[To do] Copy the listing below from the line containing "If you could mark the landfill" through its final line, keeping every line and shifting each x and y coordinate in the answers by -79. Leave all other text unchanged.

= = = = = = =

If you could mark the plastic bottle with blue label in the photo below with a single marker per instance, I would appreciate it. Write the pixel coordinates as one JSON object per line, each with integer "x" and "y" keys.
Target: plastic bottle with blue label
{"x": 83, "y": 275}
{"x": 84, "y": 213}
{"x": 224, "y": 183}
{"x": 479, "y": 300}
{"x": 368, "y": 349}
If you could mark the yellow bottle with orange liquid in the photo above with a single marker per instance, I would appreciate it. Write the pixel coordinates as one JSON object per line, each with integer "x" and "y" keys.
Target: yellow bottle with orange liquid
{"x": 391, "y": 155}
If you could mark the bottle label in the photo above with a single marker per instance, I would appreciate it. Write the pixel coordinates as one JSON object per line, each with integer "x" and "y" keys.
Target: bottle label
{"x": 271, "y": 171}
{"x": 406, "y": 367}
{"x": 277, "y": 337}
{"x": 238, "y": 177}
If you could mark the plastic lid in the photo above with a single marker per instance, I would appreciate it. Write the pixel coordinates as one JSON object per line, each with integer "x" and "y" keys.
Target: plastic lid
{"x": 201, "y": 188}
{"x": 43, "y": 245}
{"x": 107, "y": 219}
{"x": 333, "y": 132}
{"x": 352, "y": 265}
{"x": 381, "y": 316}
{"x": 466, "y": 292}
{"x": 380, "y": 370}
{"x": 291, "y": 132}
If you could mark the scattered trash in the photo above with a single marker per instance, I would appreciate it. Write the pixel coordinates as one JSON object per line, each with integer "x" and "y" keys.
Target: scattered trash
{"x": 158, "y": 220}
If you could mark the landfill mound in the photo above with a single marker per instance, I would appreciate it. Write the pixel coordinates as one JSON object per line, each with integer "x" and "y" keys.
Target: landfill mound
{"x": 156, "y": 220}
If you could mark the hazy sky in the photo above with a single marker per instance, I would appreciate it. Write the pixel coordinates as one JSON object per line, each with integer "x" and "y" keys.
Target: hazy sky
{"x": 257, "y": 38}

= = = = = = =

[Task response]
If you could mark the landfill mound in the photo above with a single marker per instance, I would appreciate it. Write the pixel coordinates as one JSON object per line, each with integer "x" and "y" keys.
Target: landfill mound
{"x": 77, "y": 141}
If you could mark the hazy sky in the photo above with a single marker per instance, I would appreciate it. Write the pixel coordinates as one JSON object per line, each with integer "x" and "y" keys.
Target: hazy sky
{"x": 178, "y": -41}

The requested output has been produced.